APPLY WHAT YOU READ:
1) In the text on retirement health care costs, how much did Fidelity project that a 65-year-old couple retiring in 2019 could expect to spend on health care and medical expenses in retirement?
2) Copy word for word everything in the text on retirement health care costs from "Fidelity’s annual Retiree" down to "particularly baby boomers.".

People work for decades with a hopeful eye toward retirement. But while many try to envision their retirement years as a blissful time of fun and relaxation, no one has a crystal ball showing exactly what all the expenses will look like. This is especially true of health care.
Fidelity’s annual Retiree Health Care Cost Estimate projected that a 65-year-old couple retiring in 2019 could expect $285,000 in health care and medical expenses during their retirement. An Edward Jones survey showed many Americans are concerned about health care expenses in retirement, particularly baby boomers.
“People spend their healthy years accumulating all their wealth,” says Michael Macke, vice president and co-owner of Petros Financial Group. “They work hard and save, building their nest egg.
“But when you retire, you wind up spending a lot of your wealth on your health. In talking with people about retirement for 25 years, health care is always their top concern. To most people it’s the great unknown that can derail the best-laid plans. You never know when you’re going to get sick or come down with a disease. What kind of care will be required, and most of all, what is it going to cost?”
How do you plan for that great unknown — health care costs in retirement? Macke offers these tips:
Make extra wiggle room for the “what-if” medical expenses. “When planning a long-term budget, most people just look at their baseline monthly expenses, but it’s wise to have a discussion about how health care costs can fit in during retirement,” Macke says. “Budgeting for a potential additional expense of $350 to $500 per month in the future can help you be better prepared to handle that ‘what-if’ scenario.”
Open a Health Savings Account (HSA). An HSA offers tax advantages such as deductible contributions and tax-free withdrawals for qualified medical expenses. “The funds from your HSA can be used to pay for Medicare premiums and long-term care insurance premiums,” Macke says. “Those who are 55 or older can make a catch-up contribution of $1,000 a year in addition to the maximum contribution limit (which is $3,500 annually for individual coverage and $7,000 for family coverage).”

DATASET RECORDS:
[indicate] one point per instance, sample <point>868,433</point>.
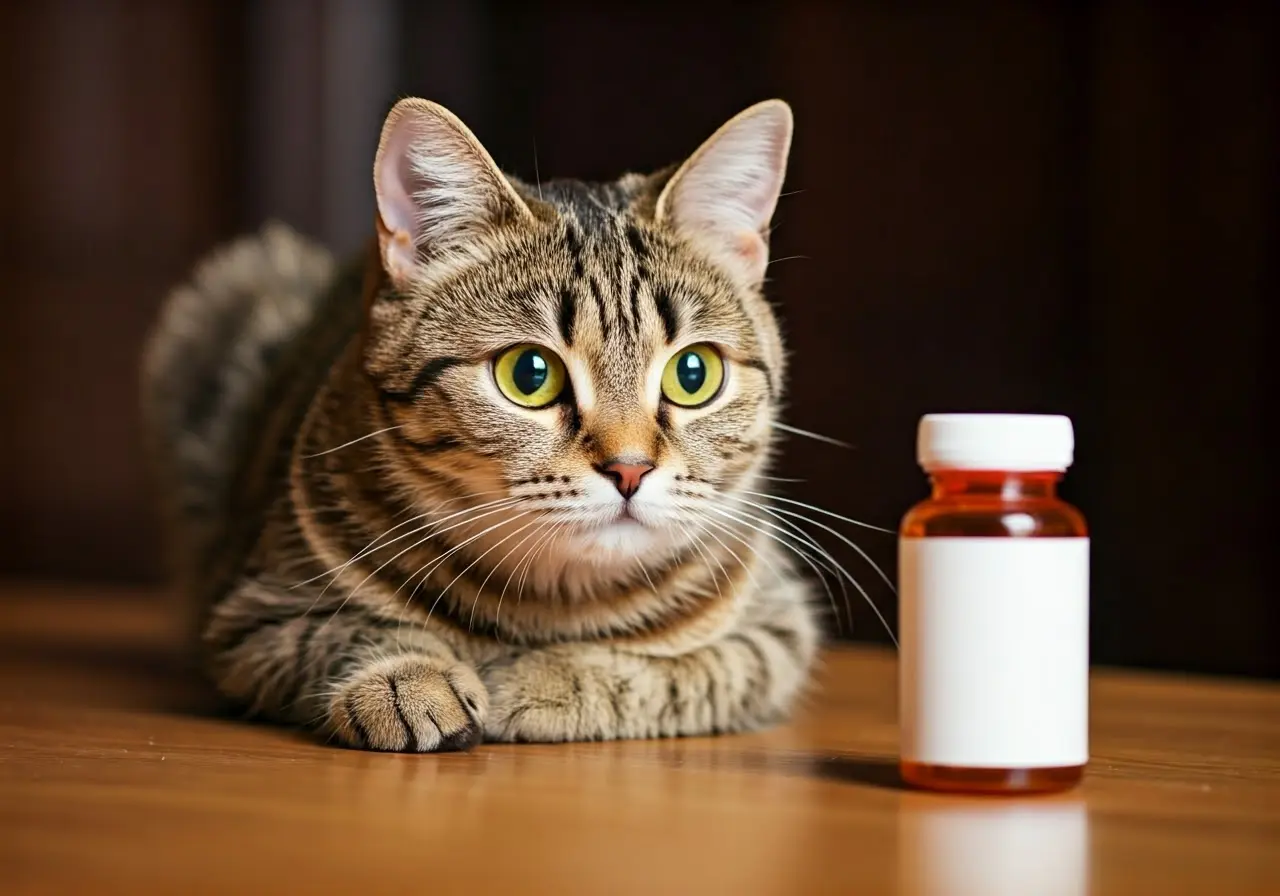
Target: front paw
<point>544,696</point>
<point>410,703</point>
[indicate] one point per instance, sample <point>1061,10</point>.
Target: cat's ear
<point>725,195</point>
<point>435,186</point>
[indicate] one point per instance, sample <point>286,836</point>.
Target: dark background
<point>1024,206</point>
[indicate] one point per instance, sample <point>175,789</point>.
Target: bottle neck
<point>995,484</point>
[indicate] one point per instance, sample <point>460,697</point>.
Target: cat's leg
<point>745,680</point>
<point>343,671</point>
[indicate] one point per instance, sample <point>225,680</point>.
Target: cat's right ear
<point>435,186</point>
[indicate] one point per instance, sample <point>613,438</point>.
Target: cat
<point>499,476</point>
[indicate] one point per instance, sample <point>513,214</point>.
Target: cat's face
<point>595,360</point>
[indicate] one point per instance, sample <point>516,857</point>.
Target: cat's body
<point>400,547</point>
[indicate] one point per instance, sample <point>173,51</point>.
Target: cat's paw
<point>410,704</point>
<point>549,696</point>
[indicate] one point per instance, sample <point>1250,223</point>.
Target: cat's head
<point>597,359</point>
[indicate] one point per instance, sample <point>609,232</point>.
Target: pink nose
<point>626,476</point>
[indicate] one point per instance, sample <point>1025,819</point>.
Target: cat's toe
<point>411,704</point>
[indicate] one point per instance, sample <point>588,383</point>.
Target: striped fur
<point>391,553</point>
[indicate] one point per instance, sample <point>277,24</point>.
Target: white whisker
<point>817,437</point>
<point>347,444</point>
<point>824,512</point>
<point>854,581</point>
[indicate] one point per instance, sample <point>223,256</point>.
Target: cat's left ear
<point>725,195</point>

* * *

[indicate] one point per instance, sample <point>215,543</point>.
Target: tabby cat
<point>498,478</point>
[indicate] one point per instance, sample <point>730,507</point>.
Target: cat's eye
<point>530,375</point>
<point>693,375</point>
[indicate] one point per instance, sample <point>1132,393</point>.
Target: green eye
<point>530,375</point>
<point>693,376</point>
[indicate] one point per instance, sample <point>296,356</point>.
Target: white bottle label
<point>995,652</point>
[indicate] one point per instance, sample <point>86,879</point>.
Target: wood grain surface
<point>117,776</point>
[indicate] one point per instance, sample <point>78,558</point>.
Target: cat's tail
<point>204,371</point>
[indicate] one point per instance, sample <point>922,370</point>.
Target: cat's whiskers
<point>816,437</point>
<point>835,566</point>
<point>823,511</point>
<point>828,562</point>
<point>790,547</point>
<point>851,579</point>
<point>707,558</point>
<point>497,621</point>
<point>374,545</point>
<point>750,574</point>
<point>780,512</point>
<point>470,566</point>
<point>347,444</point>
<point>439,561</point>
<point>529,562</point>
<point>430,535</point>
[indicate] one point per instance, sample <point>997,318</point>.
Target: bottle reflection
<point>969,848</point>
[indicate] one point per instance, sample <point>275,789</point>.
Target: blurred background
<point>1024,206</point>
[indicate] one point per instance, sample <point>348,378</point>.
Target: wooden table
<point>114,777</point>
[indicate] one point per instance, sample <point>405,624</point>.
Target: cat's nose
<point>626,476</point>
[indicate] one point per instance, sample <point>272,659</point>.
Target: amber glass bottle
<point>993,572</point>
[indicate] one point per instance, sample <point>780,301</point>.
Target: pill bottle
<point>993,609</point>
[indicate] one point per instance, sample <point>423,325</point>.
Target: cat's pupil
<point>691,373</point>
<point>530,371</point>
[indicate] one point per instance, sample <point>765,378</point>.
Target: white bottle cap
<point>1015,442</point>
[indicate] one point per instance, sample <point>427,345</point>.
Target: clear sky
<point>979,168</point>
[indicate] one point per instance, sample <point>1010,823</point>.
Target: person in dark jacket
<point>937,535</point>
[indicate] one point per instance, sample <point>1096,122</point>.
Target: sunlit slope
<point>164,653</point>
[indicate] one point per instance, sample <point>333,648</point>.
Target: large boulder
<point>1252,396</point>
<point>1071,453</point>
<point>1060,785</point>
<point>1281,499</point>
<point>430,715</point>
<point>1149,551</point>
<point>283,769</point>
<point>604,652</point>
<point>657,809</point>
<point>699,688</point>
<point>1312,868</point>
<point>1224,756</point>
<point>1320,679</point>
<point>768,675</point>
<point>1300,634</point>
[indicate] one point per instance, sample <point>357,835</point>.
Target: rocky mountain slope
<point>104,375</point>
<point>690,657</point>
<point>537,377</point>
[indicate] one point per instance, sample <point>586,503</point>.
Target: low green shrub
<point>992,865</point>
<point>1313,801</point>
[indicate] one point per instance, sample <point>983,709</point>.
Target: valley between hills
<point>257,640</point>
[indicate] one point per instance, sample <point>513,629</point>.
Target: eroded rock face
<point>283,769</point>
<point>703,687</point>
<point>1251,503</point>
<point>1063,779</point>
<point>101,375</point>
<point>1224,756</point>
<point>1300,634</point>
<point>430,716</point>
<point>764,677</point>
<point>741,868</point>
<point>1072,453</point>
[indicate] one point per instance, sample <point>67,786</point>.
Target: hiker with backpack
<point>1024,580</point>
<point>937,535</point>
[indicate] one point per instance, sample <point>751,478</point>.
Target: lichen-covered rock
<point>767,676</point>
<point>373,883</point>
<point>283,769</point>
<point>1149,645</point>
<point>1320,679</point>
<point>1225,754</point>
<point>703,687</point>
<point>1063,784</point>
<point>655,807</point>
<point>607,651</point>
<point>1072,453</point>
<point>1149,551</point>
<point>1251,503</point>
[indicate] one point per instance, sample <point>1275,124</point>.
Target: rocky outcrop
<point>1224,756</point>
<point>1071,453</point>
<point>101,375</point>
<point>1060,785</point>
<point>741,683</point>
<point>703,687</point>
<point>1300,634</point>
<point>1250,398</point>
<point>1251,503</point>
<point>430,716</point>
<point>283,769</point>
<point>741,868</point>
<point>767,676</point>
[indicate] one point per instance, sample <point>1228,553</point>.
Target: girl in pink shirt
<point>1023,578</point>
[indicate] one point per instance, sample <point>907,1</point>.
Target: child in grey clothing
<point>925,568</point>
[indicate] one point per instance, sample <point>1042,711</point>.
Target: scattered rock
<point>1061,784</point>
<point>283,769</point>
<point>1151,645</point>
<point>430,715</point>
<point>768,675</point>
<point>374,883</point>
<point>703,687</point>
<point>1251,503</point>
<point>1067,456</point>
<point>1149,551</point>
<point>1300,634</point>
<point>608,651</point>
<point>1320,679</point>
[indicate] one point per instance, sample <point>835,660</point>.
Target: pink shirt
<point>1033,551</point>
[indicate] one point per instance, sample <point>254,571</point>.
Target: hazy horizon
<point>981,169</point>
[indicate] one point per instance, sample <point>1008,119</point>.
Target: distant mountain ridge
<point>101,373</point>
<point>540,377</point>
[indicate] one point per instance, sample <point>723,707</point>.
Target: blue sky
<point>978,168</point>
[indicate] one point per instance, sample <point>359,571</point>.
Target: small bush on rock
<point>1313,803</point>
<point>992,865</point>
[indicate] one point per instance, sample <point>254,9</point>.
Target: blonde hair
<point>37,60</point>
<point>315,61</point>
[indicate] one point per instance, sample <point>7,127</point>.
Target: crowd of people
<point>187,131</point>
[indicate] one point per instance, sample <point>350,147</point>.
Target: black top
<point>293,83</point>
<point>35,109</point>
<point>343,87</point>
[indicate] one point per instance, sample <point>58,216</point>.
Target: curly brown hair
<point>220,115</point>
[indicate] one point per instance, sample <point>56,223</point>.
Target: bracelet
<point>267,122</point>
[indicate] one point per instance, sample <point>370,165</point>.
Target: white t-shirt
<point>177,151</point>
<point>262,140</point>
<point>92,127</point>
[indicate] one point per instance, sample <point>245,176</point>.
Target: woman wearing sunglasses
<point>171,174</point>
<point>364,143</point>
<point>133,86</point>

RESPONSE LIST:
1) $285,000.

2)
Fidelity’s annual Retiree Health Care Cost Estimate projected that a 65-year-old couple retiring in 2019 could expect $285,000 in health care and medical expenses during their retirement. An Edward Jones survey showed many Americans are concerned about health care expenses in retirement, particularly baby boomers.